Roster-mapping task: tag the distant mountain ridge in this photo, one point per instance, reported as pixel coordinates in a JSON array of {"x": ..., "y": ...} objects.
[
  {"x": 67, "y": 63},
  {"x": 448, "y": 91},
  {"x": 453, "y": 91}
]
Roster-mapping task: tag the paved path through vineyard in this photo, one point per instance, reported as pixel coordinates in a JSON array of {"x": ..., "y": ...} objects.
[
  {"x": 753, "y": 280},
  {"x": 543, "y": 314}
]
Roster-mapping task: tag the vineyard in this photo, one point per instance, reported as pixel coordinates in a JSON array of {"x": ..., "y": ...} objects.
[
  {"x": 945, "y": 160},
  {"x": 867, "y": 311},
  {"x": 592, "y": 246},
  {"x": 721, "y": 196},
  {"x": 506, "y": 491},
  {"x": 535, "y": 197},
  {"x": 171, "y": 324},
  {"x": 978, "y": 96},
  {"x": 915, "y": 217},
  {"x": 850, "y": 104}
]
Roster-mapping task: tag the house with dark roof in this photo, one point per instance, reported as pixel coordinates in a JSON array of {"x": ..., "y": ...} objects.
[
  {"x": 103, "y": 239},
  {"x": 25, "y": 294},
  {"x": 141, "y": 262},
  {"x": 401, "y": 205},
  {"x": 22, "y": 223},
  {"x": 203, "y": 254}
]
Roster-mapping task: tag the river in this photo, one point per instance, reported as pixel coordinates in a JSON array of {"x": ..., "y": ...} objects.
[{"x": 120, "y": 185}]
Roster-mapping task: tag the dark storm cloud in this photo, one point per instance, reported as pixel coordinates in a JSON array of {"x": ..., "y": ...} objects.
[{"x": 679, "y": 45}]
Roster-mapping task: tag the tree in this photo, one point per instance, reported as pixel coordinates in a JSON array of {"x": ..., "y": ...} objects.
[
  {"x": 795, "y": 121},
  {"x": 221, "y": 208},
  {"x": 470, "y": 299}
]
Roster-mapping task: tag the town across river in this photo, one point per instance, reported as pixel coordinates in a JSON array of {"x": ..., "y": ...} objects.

════════════════════

- [WHAT YOU SHOULD DO] Reproduce every row above verbatim, keeping the original order and line breaks.

- [CORRECT OUTPUT]
Roster-mapping task: tag the distant mountain ridge in this photo, one point per instance, reported as pixel coordinates in a JSON array of {"x": ..., "y": ...} objects.
[
  {"x": 67, "y": 63},
  {"x": 448, "y": 91},
  {"x": 453, "y": 91}
]
Roster-mapping task: tag the paved path through vineyard in this photo, one point per instance, reported as pixel coordinates in a JSON array of {"x": ..., "y": ...} objects.
[
  {"x": 753, "y": 280},
  {"x": 543, "y": 314}
]
Roster-mapping task: tag the vineyard in this photo, one point per instance, reported as pixel coordinates in a JSON array of {"x": ..., "y": ...} objects.
[
  {"x": 945, "y": 160},
  {"x": 867, "y": 311},
  {"x": 592, "y": 246},
  {"x": 721, "y": 196},
  {"x": 506, "y": 491},
  {"x": 535, "y": 197},
  {"x": 171, "y": 324},
  {"x": 978, "y": 96},
  {"x": 915, "y": 217},
  {"x": 850, "y": 104}
]
Roster-mapping task: tag the house with dark roof in this photo, one point per instance, reported as pixel coordinates in a JSON array of {"x": ..., "y": ...} objects.
[
  {"x": 103, "y": 239},
  {"x": 25, "y": 294},
  {"x": 141, "y": 262},
  {"x": 401, "y": 205},
  {"x": 22, "y": 223},
  {"x": 203, "y": 254}
]
Roster-mapping task: tag the river in this photo, one point per instance, reported as pixel coordinates in a JSON array of {"x": ..., "y": ...} objects.
[{"x": 120, "y": 185}]
Roster-mapping task: tag the dark storm cloud in this photo, one point per instance, reported as pixel coordinates in a JSON array of {"x": ..., "y": ...} objects.
[{"x": 679, "y": 45}]
Roster-mapping task: tag the tree in this photo, one point per instance, reported as pixel coordinates in a JSON array of {"x": ..., "y": ...} objects.
[
  {"x": 795, "y": 121},
  {"x": 221, "y": 208},
  {"x": 470, "y": 299}
]
Roster-mapping task: tag the town across river in this photo, one point per instance, reported as pixel coordinates in a JSON array of {"x": ..., "y": ...} objects.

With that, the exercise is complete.